**TASK OBJECTIVE:** Recast the items between the lines holding "red tile roof?" and "[268,107,297,156]", inclusive, as a numbered list with blank lines left out.

Dataset items
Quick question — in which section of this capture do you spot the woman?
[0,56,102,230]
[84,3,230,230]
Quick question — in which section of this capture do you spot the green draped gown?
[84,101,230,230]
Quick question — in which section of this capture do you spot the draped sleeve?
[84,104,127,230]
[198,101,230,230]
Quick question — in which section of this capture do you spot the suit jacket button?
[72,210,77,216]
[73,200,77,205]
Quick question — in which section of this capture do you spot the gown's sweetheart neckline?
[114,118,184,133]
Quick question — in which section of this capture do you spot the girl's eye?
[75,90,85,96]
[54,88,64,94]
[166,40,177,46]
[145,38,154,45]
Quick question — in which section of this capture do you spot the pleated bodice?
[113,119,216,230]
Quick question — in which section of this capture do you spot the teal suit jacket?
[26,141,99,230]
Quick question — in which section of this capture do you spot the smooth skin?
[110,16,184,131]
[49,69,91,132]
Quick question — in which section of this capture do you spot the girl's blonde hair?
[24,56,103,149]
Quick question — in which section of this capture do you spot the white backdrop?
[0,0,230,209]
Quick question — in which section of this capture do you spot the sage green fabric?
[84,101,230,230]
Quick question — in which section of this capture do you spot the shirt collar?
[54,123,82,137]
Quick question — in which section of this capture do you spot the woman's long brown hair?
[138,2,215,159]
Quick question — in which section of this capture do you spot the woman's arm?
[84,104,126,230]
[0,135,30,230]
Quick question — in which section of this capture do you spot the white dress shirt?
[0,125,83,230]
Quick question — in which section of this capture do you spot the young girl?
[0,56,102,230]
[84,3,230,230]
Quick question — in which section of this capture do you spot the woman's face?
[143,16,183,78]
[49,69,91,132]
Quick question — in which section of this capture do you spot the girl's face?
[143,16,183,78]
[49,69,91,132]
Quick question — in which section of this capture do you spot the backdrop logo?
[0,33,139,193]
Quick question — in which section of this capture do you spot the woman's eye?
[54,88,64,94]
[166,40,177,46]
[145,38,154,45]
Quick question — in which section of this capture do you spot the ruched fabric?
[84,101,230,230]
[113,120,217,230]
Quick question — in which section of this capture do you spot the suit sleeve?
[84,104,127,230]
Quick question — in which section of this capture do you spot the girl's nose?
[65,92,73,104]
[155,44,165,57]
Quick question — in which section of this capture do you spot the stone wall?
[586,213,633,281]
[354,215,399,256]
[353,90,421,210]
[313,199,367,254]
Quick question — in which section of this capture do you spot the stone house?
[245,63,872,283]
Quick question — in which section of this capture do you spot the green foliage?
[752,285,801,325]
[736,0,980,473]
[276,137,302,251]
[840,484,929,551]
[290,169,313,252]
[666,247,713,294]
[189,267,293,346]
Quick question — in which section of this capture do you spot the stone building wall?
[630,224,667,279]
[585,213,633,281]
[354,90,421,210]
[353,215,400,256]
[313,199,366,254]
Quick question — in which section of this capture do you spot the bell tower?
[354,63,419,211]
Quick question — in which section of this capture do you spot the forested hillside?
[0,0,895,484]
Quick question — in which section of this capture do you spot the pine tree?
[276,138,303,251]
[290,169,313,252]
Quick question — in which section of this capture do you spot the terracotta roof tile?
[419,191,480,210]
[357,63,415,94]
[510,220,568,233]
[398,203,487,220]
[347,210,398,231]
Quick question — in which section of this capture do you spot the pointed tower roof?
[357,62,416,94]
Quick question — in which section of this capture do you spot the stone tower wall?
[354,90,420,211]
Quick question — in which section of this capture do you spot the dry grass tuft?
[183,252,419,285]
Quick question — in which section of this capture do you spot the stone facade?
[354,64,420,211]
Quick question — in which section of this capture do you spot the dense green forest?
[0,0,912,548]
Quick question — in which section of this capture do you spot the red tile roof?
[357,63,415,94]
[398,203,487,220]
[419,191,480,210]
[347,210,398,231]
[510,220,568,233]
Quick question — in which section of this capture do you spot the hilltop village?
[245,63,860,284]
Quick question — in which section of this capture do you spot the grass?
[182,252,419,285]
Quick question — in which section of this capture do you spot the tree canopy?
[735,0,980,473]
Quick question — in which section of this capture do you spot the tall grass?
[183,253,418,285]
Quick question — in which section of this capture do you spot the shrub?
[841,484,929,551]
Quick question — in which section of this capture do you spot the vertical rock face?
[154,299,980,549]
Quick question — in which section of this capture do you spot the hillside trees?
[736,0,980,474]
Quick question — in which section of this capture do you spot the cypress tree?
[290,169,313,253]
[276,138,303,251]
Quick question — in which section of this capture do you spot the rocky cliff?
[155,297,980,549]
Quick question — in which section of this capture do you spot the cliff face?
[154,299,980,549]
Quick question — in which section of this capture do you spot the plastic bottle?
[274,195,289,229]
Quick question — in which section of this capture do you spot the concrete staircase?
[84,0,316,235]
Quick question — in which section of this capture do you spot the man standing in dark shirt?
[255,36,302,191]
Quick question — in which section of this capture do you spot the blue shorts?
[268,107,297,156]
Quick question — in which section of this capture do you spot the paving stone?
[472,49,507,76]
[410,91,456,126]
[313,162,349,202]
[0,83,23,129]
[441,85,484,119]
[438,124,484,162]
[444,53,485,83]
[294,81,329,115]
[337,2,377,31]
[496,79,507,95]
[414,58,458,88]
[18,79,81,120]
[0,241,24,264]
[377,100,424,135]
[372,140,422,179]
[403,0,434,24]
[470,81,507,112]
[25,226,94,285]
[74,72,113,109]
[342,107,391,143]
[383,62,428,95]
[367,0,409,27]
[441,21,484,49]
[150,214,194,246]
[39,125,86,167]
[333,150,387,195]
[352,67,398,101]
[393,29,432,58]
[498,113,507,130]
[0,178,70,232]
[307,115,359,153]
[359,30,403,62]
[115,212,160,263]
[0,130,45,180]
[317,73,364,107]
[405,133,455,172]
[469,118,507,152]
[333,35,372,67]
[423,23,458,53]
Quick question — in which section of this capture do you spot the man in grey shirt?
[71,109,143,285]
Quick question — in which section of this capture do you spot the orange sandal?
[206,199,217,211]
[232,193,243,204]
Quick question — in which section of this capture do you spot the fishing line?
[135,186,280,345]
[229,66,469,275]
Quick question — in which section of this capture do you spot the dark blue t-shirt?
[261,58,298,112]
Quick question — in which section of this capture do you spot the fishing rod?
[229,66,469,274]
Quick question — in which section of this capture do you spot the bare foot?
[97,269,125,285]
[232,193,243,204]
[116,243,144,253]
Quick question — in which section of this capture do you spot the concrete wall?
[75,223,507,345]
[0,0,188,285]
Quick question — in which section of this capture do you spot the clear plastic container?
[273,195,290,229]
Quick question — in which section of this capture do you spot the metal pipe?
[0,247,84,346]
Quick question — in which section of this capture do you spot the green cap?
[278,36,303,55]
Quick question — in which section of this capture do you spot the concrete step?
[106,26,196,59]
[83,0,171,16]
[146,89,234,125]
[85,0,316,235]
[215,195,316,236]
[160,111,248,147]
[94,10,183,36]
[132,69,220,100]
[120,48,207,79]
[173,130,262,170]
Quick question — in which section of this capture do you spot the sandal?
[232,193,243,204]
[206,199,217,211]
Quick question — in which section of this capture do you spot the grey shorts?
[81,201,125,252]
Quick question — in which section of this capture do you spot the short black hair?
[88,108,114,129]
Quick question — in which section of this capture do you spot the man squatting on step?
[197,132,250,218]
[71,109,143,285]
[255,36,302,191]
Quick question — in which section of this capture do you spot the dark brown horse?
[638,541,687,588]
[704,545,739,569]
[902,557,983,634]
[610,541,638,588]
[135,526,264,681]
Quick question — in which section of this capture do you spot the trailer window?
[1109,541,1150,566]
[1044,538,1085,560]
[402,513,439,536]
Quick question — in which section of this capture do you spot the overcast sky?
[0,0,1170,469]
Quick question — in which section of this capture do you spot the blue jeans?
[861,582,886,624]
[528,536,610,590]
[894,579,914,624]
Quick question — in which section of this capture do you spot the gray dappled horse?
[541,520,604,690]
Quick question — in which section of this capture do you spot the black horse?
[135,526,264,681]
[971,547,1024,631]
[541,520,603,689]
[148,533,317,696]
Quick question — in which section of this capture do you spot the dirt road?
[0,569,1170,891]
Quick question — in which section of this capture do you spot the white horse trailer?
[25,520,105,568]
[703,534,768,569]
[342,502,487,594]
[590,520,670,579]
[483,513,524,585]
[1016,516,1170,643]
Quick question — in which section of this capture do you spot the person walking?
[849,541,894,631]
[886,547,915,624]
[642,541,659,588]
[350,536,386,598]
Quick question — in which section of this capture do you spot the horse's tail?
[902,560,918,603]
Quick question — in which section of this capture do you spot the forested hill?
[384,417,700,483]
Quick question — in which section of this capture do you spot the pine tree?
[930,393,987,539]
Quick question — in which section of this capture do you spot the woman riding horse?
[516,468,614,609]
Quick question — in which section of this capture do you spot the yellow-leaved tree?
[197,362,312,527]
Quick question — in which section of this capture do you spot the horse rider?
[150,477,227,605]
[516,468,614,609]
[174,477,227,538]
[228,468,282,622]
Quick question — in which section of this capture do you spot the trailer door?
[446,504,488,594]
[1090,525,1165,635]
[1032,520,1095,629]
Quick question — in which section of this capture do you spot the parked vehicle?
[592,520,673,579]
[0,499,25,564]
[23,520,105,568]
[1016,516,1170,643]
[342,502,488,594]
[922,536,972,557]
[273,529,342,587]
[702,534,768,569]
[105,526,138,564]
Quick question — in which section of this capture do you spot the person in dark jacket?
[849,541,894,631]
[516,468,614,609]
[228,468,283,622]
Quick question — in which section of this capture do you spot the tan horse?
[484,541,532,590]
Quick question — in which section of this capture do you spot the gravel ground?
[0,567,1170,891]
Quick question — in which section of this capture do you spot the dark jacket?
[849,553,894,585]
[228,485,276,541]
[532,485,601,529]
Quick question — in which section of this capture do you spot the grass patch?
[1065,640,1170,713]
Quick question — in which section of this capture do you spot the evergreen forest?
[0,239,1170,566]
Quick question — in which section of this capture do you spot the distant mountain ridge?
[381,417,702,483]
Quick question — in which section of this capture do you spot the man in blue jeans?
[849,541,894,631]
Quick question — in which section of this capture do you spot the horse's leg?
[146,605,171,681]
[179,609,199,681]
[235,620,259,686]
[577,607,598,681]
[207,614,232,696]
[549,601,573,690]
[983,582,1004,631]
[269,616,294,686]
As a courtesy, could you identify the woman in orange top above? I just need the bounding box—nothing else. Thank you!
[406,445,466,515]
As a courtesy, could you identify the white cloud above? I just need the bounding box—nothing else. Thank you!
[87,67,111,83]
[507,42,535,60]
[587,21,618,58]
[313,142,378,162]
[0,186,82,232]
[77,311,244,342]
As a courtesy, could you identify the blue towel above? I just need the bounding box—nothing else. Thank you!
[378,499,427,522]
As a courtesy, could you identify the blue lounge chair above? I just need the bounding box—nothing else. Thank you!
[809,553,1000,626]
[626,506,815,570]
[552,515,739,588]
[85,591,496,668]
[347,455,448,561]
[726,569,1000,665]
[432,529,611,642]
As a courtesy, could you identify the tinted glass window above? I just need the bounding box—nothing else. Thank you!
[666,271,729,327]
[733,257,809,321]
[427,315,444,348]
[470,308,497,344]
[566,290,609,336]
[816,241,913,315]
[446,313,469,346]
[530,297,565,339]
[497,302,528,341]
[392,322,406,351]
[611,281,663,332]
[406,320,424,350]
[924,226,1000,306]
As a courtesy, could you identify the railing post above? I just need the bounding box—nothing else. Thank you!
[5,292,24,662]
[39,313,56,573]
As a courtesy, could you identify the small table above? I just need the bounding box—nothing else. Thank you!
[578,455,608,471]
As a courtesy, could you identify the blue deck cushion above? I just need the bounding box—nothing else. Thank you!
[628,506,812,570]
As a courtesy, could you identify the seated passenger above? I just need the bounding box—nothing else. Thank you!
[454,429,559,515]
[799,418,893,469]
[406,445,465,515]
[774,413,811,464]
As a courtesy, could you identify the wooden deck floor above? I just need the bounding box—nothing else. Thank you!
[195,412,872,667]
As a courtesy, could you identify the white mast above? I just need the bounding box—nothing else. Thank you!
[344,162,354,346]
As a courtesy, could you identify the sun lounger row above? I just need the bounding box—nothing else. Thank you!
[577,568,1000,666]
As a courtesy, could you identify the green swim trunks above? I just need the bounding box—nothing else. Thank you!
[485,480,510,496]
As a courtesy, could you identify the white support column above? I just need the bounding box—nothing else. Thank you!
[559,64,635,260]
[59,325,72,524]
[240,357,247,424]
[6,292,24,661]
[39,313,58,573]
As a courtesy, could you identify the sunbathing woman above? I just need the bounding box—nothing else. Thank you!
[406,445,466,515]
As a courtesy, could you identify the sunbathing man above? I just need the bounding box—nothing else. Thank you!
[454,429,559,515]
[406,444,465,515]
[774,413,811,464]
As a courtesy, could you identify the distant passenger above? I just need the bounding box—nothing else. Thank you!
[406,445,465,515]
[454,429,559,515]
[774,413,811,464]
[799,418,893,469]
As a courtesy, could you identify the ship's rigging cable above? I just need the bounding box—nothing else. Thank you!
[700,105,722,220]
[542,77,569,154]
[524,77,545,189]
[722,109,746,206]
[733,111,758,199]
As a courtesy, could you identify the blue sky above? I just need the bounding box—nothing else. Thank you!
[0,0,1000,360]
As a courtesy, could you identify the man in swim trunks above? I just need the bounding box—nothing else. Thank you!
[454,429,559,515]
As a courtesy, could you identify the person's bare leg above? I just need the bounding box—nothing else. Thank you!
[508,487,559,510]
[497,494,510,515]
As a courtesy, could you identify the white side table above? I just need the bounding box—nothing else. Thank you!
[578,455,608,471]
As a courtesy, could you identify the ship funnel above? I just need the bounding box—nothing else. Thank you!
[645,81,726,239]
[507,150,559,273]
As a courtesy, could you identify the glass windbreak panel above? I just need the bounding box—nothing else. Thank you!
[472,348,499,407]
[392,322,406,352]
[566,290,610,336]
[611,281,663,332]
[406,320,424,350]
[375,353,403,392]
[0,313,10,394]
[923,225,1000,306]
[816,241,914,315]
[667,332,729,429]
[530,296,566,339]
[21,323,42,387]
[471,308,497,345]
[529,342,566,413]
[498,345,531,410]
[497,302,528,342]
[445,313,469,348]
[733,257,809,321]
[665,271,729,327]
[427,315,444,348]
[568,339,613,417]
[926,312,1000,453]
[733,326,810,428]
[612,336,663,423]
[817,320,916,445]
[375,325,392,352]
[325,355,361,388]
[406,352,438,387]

**RESPONSE:**
1. Quick question — in which section of this capture do you spot the red tile roof?
2. [357,63,415,94]
3. [398,203,487,220]
4. [419,191,480,210]
5. [347,210,398,231]
6. [510,220,568,233]
7. Quick question — in which section of this capture do you spot the hilltop village?
8. [245,63,860,284]
9. Quick question — in which section of this capture do you spot the grass?
10. [182,252,419,285]
11. Quick question — in which section of this capture do you spot the tree canopy?
12. [735,0,980,473]
13. Quick question — in which section of this capture do you spot the tall grass?
14. [183,253,418,285]
15. Quick question — in which section of this capture do you spot the shrub?
16. [841,484,929,551]
17. Quick question — in which section of this capture do you spot the vertical rock face?
18. [154,299,980,549]
19. Quick question — in which section of this capture do you spot the hillside trees?
20. [736,0,980,474]
21. Quick question — in which section of this capture do you spot the cypress tree?
22. [290,169,313,253]
23. [276,138,303,251]
24. Quick question — in which section of this capture do you spot the rocky cliff?
25. [155,297,980,549]
26. Quick question — in which section of this capture do you spot the cliff face?
27. [154,299,980,549]
28. Quick question — in which section of this capture do you spot the plastic bottle?
29. [274,195,289,229]
30. Quick question — in which section of this capture do you spot the concrete staircase?
31. [84,0,316,235]
32. Quick question — in which section of this capture do you spot the man standing in dark shirt?
33. [255,36,302,191]
34. Quick question — in which section of this capture do you spot the blue shorts?
35. [268,107,297,156]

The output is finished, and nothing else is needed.